## What is required
Below are several records. Retype exactly those lines running from the one with "Exercise. Locate the arched" through the one with "Exercise. Locate the stone pedestal", end lines included, and no others.

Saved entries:
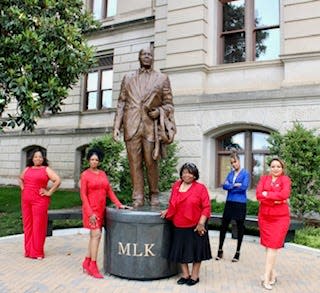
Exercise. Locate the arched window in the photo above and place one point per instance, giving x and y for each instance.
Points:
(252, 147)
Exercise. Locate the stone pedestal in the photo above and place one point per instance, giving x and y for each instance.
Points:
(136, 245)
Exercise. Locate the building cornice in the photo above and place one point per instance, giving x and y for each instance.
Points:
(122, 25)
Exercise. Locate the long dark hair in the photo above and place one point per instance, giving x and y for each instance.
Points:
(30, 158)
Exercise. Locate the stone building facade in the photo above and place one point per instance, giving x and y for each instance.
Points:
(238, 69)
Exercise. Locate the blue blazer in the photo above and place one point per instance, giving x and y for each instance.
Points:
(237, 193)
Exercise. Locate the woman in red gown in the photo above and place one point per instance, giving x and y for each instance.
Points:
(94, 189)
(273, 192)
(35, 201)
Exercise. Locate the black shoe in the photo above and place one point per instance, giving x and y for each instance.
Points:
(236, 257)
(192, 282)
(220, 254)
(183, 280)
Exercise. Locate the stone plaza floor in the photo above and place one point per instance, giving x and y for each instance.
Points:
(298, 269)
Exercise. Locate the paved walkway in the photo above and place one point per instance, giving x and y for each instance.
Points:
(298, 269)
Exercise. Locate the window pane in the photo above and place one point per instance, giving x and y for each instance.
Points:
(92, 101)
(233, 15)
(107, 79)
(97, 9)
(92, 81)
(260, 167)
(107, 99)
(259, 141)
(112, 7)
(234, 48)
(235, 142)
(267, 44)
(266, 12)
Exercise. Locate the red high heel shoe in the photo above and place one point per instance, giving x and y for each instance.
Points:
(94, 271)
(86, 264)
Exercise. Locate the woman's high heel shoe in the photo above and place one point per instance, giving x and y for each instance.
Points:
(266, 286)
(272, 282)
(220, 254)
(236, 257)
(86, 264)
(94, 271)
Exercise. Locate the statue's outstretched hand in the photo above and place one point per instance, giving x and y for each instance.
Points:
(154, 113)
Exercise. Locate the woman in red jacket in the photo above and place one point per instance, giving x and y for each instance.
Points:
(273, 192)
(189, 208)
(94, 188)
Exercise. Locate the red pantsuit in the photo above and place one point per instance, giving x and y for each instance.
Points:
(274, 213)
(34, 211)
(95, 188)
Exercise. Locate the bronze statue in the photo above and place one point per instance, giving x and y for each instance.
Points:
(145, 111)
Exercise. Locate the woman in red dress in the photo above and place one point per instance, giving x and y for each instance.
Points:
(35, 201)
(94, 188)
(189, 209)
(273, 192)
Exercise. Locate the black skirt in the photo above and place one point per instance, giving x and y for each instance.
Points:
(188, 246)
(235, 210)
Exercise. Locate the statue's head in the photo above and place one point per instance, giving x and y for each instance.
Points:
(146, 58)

---

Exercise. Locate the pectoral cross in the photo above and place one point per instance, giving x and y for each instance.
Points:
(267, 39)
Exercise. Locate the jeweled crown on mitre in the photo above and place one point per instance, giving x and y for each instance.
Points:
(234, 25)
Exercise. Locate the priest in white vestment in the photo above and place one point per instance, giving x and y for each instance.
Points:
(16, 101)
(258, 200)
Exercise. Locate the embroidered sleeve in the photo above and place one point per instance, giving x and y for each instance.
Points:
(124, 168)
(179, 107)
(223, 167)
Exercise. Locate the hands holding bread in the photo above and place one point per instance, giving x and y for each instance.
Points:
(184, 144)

## Answer to this problem
Exercise. Locate the arched window in the photo above and place one point per instance, giving x and y for each instance.
Points:
(252, 147)
Exercise. Locate the stone pedestal in the photo above and place one point per instance, giving x and y for each instance.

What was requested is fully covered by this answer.